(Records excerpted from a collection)

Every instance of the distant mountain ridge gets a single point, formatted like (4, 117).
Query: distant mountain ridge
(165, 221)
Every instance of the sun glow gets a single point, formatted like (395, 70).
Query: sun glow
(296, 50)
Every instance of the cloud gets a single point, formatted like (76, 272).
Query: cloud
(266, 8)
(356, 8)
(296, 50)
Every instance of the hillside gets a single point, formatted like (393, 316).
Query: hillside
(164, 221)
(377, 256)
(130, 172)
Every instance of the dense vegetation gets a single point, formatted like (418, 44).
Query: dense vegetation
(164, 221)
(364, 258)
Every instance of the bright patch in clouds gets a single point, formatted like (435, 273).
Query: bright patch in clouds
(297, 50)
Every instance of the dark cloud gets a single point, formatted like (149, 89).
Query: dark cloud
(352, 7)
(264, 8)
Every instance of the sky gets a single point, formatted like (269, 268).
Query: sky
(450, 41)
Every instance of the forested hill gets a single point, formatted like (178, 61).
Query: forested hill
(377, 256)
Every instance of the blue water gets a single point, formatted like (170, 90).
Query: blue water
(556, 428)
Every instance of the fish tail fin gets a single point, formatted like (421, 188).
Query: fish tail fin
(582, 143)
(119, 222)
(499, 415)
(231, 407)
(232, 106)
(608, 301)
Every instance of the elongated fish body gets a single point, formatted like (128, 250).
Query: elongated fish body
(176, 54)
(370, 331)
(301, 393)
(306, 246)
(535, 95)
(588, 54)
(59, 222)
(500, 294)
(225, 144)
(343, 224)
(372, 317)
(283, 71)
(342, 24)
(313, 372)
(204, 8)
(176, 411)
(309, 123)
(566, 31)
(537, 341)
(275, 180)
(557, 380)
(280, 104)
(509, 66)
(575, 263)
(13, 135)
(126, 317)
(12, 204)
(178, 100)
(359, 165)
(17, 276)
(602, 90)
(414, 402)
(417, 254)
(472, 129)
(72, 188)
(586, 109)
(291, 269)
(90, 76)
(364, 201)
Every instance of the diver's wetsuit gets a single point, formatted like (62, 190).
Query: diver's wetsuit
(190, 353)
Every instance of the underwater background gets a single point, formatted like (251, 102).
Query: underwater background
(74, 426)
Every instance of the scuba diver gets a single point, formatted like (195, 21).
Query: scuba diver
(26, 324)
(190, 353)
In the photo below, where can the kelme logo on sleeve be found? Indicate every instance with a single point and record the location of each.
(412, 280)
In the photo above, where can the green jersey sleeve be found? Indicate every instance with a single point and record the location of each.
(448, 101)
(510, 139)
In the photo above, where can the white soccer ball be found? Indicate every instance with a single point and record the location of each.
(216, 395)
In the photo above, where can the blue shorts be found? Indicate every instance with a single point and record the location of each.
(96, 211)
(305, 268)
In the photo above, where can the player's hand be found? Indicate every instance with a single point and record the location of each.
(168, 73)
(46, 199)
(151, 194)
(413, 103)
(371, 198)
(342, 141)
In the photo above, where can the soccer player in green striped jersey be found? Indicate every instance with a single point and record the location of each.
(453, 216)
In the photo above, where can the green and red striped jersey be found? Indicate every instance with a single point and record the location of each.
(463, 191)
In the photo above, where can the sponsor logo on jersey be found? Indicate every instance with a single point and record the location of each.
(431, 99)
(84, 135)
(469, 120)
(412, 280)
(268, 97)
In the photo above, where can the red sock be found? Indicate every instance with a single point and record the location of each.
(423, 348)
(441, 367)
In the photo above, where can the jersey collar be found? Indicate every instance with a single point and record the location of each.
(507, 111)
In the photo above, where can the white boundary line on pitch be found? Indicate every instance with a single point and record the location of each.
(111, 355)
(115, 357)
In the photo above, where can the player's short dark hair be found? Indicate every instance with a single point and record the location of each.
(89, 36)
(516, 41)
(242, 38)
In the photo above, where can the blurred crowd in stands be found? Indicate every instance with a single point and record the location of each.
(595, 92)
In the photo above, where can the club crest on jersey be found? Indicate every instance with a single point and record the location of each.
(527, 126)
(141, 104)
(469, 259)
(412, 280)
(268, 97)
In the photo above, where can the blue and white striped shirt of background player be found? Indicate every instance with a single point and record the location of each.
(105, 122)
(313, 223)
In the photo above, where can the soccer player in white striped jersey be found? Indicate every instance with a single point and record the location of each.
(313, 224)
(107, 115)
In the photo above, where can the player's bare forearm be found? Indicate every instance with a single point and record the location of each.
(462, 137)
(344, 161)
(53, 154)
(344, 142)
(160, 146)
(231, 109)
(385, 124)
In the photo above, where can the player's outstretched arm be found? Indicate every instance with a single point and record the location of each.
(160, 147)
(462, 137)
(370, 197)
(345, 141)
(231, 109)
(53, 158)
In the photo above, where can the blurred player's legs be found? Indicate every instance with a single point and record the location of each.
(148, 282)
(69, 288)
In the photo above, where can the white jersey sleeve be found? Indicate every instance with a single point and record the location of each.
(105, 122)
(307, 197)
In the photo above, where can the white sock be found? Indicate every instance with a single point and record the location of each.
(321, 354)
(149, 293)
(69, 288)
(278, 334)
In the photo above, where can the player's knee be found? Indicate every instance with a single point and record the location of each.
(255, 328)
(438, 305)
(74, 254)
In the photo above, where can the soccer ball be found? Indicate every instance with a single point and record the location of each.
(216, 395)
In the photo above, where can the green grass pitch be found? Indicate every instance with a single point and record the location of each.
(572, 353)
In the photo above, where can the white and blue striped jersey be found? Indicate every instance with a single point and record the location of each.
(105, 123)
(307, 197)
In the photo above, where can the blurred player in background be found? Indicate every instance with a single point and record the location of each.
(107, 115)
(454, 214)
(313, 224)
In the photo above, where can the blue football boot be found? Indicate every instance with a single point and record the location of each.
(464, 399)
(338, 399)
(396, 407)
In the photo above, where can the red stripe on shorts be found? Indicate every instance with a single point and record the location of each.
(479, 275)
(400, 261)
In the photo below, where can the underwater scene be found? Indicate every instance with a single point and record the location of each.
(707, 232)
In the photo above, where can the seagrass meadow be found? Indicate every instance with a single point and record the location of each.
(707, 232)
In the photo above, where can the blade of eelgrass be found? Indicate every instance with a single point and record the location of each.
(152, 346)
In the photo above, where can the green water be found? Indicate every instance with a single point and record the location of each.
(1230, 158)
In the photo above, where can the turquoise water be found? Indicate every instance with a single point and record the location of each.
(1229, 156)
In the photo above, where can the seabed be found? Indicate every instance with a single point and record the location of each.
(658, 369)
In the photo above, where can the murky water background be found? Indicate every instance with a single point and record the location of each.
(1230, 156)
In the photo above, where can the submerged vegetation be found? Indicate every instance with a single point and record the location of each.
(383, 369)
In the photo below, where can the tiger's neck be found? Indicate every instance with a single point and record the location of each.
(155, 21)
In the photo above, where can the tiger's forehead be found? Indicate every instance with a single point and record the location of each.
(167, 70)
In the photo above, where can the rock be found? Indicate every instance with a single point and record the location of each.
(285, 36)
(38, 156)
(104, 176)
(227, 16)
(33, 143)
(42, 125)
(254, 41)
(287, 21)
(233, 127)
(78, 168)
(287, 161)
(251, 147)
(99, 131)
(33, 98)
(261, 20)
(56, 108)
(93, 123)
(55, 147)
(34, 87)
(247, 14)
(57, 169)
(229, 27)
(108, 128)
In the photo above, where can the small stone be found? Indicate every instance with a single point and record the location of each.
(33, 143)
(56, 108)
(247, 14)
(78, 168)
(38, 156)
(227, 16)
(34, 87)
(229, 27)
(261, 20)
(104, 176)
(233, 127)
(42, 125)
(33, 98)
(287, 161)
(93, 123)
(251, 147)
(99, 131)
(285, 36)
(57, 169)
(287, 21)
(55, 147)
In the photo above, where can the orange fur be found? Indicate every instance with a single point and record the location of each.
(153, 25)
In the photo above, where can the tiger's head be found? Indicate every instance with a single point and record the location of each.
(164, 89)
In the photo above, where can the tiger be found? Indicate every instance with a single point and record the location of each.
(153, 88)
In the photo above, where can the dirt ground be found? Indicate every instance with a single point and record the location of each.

## What to do
Transcribe, exactly as written, all lines of the entries above from the first to the one containing "Every instance of the elongated", and no more.

## Reply
Every instance of the distant mountain ridge gets a single point, formatted like (4, 117).
Query: distant mountain ridge
(165, 221)
Every instance of the sun glow gets a single point, formatted like (395, 70).
Query: sun glow
(296, 50)
Every instance of the cloud gets a single point, formatted like (76, 272).
Query: cloud
(266, 8)
(356, 8)
(296, 50)
Every instance of the hillside gets a single point, formatted like (393, 316).
Query: hillside
(164, 221)
(377, 256)
(130, 172)
Every instance of the dense vegetation gets a single point, formatted like (418, 44).
Query: dense vegetation
(164, 221)
(364, 258)
Every instance of the bright patch in clouds gets a single point, formatted like (435, 273).
Query: bright patch in clouds
(297, 50)
Every instance of the dark cloud gets a single point, formatted like (149, 89).
Query: dark cloud
(352, 7)
(264, 8)
Every instance of the sky gets a single point, formatted like (269, 268).
Query: sky
(450, 41)
Every instance of the forested hill gets a single point, formatted like (178, 61).
Query: forested hill
(377, 256)
Every instance of the blue water gets a single point, formatted like (170, 90).
Query: blue water
(556, 428)
Every instance of the fish tail fin gets a single point, formatted like (421, 188).
Query: fish tail fin
(582, 143)
(119, 222)
(499, 415)
(231, 407)
(232, 106)
(608, 301)
Every instance of the elongated fish body gets a single point, formatted like (128, 250).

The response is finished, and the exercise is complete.